* WORK ORDER: Could the data below please be reproduced word for word, without the pictures?

* SOURCE INFORMATION:
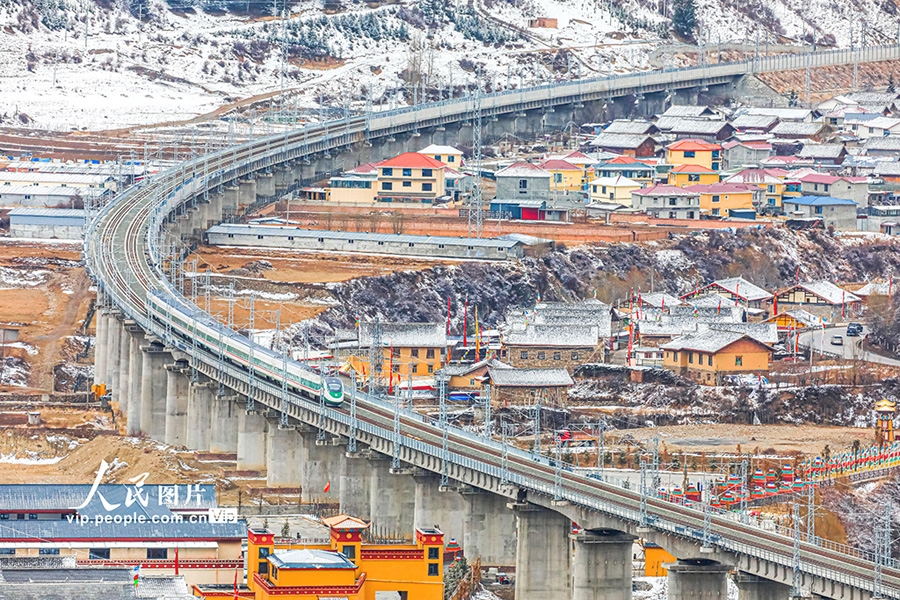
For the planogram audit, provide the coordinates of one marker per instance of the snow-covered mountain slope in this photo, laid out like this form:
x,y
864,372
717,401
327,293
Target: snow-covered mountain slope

* SOLVED EXERCISE:
For the planogram audit, provide the coordinates of one marker per instance of the snow-covered mountain slope in this photo, laid out like this form:
x,y
864,372
717,401
327,293
Target: snow-covered mountain slope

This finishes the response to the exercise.